** Stored items **

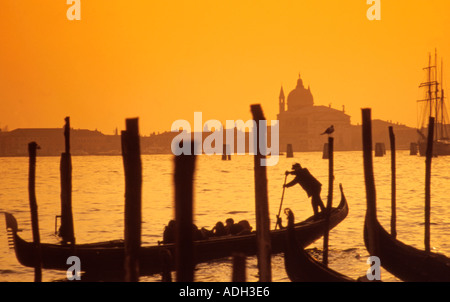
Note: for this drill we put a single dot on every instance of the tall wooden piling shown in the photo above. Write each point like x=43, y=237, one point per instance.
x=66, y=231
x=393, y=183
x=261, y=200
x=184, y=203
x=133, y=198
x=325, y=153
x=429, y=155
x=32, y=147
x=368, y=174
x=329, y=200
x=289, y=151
--
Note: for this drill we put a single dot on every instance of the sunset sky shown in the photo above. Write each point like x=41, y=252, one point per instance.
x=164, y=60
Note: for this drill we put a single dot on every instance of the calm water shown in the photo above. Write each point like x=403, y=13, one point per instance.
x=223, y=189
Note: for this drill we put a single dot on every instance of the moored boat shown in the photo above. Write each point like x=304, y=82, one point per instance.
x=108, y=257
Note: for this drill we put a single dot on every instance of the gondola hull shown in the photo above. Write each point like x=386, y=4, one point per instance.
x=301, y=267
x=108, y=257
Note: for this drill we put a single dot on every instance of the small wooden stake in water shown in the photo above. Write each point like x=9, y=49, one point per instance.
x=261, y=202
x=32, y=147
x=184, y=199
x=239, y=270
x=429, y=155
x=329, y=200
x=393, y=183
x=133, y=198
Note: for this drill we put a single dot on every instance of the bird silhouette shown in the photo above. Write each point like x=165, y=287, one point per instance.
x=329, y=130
...
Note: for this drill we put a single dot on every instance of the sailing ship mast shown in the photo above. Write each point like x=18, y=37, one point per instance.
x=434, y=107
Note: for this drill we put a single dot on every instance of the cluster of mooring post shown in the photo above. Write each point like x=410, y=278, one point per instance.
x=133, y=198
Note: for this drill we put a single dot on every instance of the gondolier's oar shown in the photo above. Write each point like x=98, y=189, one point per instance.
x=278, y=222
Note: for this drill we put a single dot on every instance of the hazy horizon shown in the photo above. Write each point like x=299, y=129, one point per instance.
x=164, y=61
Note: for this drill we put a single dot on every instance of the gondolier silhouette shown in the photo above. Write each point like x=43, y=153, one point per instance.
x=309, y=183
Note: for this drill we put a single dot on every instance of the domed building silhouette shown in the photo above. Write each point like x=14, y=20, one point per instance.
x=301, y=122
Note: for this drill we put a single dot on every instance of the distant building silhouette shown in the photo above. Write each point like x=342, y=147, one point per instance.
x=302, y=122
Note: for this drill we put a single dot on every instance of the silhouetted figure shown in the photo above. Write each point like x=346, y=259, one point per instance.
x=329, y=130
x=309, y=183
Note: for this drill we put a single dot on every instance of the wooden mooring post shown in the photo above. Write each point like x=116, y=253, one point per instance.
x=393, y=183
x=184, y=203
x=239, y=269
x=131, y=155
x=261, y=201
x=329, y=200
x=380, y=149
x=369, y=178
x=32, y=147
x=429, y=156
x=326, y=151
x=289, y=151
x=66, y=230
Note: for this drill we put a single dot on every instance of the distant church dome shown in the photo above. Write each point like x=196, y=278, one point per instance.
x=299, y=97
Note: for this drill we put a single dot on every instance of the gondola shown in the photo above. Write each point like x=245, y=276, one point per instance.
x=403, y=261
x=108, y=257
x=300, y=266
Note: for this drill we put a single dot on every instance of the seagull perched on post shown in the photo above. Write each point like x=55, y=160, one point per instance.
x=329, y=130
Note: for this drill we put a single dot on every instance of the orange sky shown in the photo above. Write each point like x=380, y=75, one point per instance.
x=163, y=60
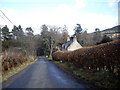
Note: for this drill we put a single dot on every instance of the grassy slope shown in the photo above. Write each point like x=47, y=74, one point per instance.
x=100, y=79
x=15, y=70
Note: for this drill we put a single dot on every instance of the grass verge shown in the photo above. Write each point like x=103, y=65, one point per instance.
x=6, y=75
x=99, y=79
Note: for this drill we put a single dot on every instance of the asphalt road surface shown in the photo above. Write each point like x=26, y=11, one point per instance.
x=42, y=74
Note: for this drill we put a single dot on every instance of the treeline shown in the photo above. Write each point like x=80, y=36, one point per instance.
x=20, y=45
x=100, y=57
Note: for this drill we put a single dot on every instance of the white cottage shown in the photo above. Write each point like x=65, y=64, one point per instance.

** Challenge **
Copy out, word for word, the rows starting with the line containing "y=160, one point per instance." and continuing through the line containing "x=163, y=60", including both of those lines.

** Solution to the problem **
Note: for this drill we put a single dot on every instance of the seagull perched on post shown in the photo above. Write each point like x=55, y=160, one point per instance.
x=329, y=130
Note: for this drill we put a single dot on every instance of the orange sky shown in the photo above. Write each point like x=380, y=75, one point per instance.
x=163, y=60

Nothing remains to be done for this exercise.